>> start
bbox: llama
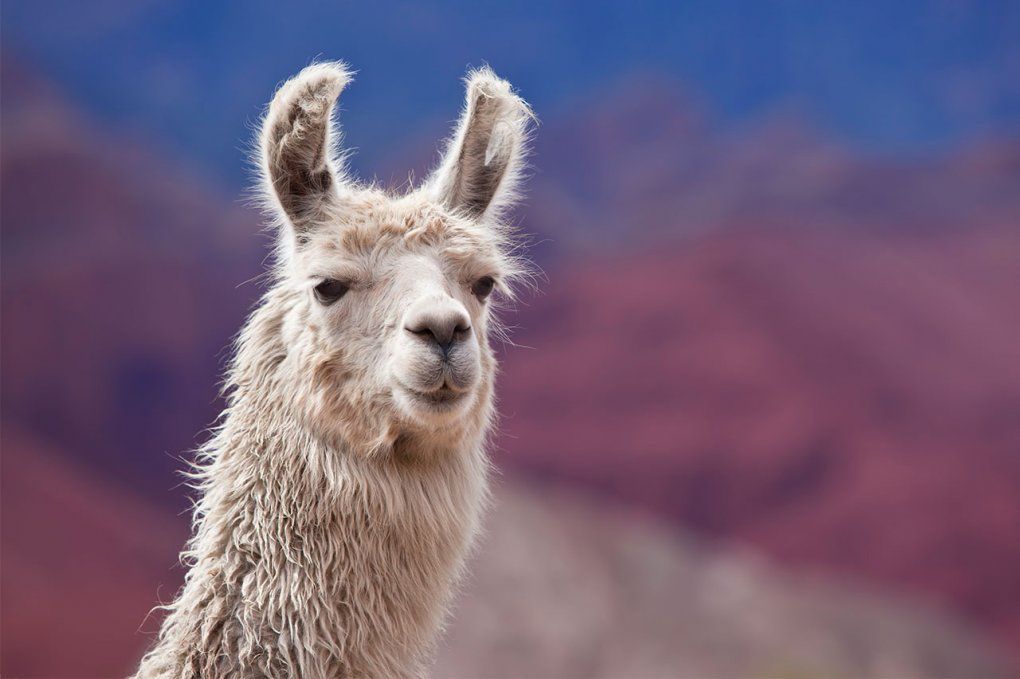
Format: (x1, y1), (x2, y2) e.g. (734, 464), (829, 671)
(137, 63), (533, 677)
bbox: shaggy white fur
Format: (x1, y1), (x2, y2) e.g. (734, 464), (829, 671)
(137, 63), (532, 678)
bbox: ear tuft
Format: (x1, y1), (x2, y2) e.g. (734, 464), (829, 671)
(429, 66), (534, 219)
(260, 61), (351, 234)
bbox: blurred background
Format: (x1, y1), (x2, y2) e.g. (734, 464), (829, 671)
(2, 0), (1020, 679)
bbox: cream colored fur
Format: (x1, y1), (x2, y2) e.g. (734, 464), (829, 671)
(137, 63), (531, 678)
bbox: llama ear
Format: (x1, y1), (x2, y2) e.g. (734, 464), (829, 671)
(428, 67), (534, 219)
(259, 62), (351, 238)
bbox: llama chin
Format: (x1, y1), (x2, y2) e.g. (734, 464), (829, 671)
(137, 62), (533, 677)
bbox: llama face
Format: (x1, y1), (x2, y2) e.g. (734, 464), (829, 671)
(261, 64), (530, 444)
(289, 198), (511, 425)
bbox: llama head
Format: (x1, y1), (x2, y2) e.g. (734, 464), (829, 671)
(260, 63), (531, 450)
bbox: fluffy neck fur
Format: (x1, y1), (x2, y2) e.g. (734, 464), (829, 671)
(138, 290), (495, 677)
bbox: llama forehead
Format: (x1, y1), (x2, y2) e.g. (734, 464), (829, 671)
(304, 196), (504, 277)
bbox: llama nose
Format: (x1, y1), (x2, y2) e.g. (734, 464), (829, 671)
(404, 308), (471, 357)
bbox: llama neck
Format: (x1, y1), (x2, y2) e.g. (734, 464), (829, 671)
(140, 295), (488, 677)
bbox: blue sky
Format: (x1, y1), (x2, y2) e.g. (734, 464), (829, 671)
(2, 0), (1020, 185)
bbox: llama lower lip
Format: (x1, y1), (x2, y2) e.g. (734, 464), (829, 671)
(404, 386), (467, 409)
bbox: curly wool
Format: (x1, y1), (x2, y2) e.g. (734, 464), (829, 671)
(136, 59), (530, 678)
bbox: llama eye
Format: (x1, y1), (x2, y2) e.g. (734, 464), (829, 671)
(315, 278), (350, 307)
(471, 276), (496, 301)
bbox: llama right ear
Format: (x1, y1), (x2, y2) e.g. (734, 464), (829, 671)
(428, 67), (534, 219)
(260, 62), (351, 239)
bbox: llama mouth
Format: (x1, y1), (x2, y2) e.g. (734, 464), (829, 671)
(401, 383), (468, 410)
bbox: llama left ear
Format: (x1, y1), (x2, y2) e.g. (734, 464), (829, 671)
(428, 67), (534, 219)
(260, 62), (351, 235)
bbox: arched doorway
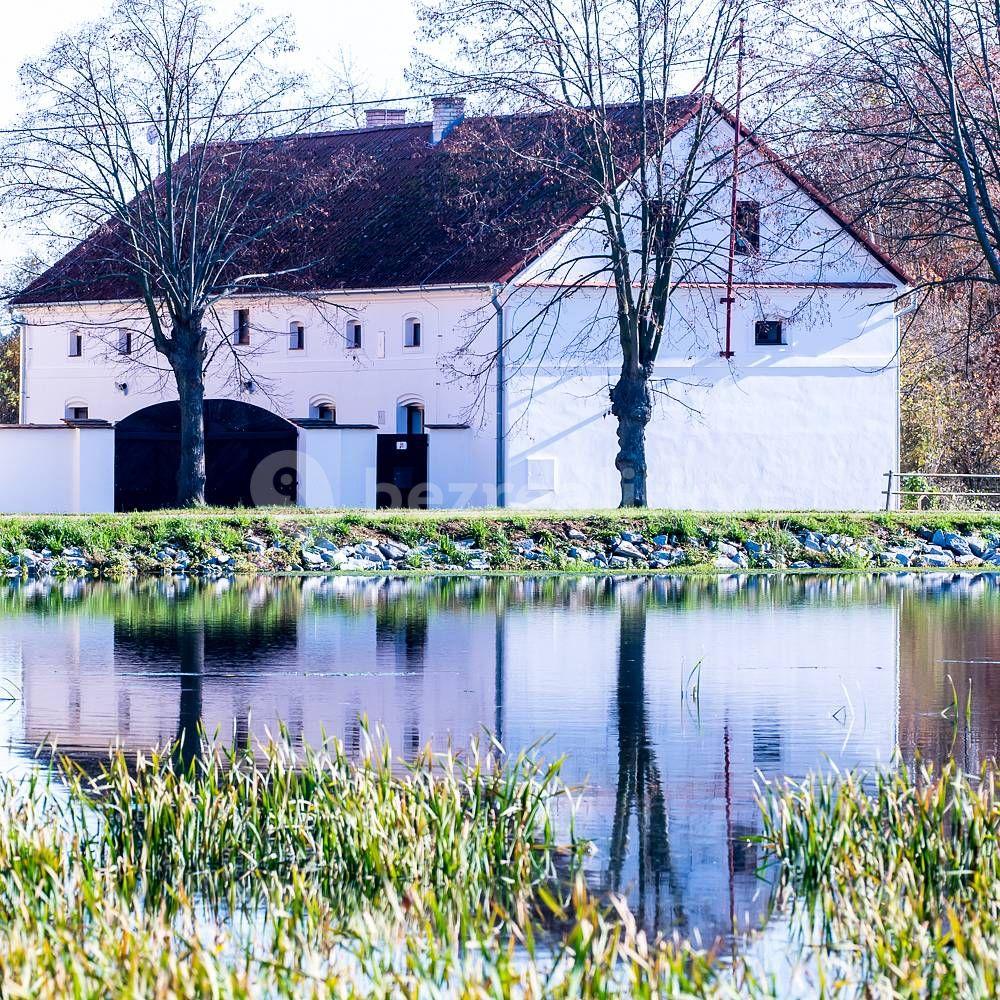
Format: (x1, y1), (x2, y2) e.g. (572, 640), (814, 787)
(115, 399), (298, 510)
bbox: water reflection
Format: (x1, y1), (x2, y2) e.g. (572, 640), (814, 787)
(0, 574), (1000, 937)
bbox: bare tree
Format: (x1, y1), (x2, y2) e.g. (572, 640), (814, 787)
(801, 0), (1000, 285)
(3, 0), (338, 505)
(419, 0), (780, 506)
(0, 328), (21, 424)
(791, 0), (1000, 489)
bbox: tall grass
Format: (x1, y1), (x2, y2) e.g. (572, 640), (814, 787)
(762, 763), (1000, 998)
(0, 734), (758, 1000)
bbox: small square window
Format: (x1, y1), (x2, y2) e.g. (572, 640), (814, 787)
(646, 198), (674, 258)
(733, 201), (760, 257)
(233, 309), (250, 347)
(753, 319), (785, 347)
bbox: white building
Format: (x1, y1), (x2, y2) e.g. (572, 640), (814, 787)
(0, 99), (906, 511)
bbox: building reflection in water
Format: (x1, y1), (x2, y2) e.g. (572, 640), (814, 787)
(0, 575), (1000, 937)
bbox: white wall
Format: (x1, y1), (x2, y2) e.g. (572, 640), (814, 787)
(13, 111), (900, 509)
(507, 289), (898, 510)
(0, 424), (115, 514)
(24, 289), (504, 509)
(298, 427), (376, 507)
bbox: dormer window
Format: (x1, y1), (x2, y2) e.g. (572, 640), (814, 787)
(403, 316), (420, 347)
(647, 198), (674, 258)
(753, 319), (785, 347)
(309, 399), (337, 424)
(733, 201), (760, 257)
(233, 309), (250, 347)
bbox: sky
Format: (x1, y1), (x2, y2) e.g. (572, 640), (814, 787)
(0, 0), (416, 127)
(0, 0), (417, 286)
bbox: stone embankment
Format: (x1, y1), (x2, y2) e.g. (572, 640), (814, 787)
(0, 515), (1000, 578)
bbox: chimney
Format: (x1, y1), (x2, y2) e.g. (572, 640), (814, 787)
(431, 97), (465, 145)
(365, 108), (406, 128)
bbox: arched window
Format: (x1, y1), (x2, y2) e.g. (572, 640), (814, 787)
(65, 399), (90, 420)
(396, 399), (424, 434)
(403, 316), (421, 347)
(309, 399), (337, 424)
(233, 309), (250, 347)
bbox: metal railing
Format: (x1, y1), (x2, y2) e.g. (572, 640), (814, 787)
(882, 469), (1000, 510)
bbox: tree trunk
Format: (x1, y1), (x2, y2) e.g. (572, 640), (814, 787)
(170, 335), (205, 507)
(611, 368), (653, 507)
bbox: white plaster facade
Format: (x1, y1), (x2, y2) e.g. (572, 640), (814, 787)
(0, 113), (903, 510)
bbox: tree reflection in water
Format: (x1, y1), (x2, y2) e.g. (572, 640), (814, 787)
(607, 588), (686, 927)
(175, 622), (205, 771)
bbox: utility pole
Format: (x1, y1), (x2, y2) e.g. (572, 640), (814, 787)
(719, 17), (746, 360)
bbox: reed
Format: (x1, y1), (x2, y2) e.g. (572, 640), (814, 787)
(761, 763), (1000, 998)
(0, 734), (757, 1000)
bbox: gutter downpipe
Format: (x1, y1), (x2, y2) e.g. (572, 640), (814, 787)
(885, 289), (918, 508)
(15, 318), (28, 424)
(490, 285), (507, 507)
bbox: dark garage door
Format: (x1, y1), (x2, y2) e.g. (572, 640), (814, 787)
(115, 399), (297, 510)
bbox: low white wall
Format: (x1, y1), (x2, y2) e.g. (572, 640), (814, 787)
(298, 427), (376, 507)
(0, 425), (115, 514)
(427, 427), (496, 510)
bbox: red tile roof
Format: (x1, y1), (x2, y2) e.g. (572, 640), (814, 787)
(14, 97), (900, 305)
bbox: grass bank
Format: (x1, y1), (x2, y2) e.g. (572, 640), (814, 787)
(0, 508), (1000, 577)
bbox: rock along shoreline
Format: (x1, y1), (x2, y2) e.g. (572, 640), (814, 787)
(0, 512), (1000, 579)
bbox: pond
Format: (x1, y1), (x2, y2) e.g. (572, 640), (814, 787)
(0, 573), (1000, 941)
>> end
### Goal
Copy out the listing verbatim, beginning at its first line and stopping after the line containing "(115, 399), (298, 510)". Leave the pictures out of your answer.

### Response to the task
bbox: llama
Format: (x1, y1), (x2, y2) e.g. (734, 464), (829, 671)
(137, 63), (533, 677)
bbox: shaggy white fur
Format: (x1, y1), (x2, y2) e.g. (734, 464), (829, 671)
(137, 63), (532, 678)
bbox: ear tuft
Format: (x1, y1), (x2, y2) e.g. (734, 464), (829, 671)
(429, 66), (534, 219)
(260, 61), (351, 234)
bbox: blurred background
Format: (x1, y1), (x2, y2) e.g. (734, 464), (829, 671)
(2, 0), (1020, 679)
bbox: cream colored fur
Format: (x1, y1), (x2, y2) e.g. (734, 464), (829, 671)
(137, 63), (531, 678)
bbox: llama ear
Format: (x1, y1), (x2, y2) e.g. (734, 464), (829, 671)
(428, 67), (534, 219)
(259, 62), (351, 238)
bbox: llama chin
Format: (x1, y1), (x2, y2) e.g. (734, 464), (829, 671)
(137, 62), (533, 677)
bbox: llama face
Format: (x1, y1), (x2, y2) e.g. (734, 464), (829, 671)
(261, 64), (530, 444)
(289, 198), (511, 425)
bbox: llama head
Format: (x1, y1), (x2, y2) e.g. (734, 464), (829, 671)
(260, 63), (531, 450)
bbox: fluffy neck fur
Format: (x1, y1), (x2, y2) e.g. (734, 464), (829, 671)
(138, 290), (495, 677)
bbox: llama forehead
Format: (x1, y1), (x2, y2) e.g. (734, 464), (829, 671)
(304, 196), (504, 277)
bbox: llama nose
Format: (x1, y1), (x2, y2) e.g. (734, 464), (829, 671)
(404, 308), (471, 357)
bbox: llama neck
Format: (x1, y1), (x2, y2) e.g. (734, 464), (829, 671)
(140, 295), (488, 677)
bbox: blue sky
Format: (x1, y1), (x2, y2) e.g. (734, 464), (829, 671)
(2, 0), (1020, 185)
bbox: llama lower lip
Format: (x1, y1), (x2, y2) e.g. (734, 464), (829, 671)
(404, 386), (467, 409)
bbox: curly wool
Format: (x1, y1), (x2, y2) e.g. (734, 464), (829, 671)
(136, 59), (530, 678)
bbox: llama eye
Format: (x1, y1), (x2, y2) e.g. (734, 464), (829, 671)
(315, 278), (350, 307)
(471, 276), (496, 301)
bbox: llama right ear
Format: (x1, y1), (x2, y2) e.g. (734, 464), (829, 671)
(428, 67), (534, 219)
(260, 62), (351, 239)
bbox: llama mouth
Format: (x1, y1), (x2, y2) e.g. (734, 464), (829, 671)
(401, 383), (468, 410)
bbox: llama left ear
Format: (x1, y1), (x2, y2) e.g. (734, 464), (829, 671)
(428, 67), (534, 219)
(260, 62), (351, 235)
bbox: arched doorway
Format: (x1, y1), (x2, y2) e.g. (572, 640), (814, 787)
(115, 399), (298, 510)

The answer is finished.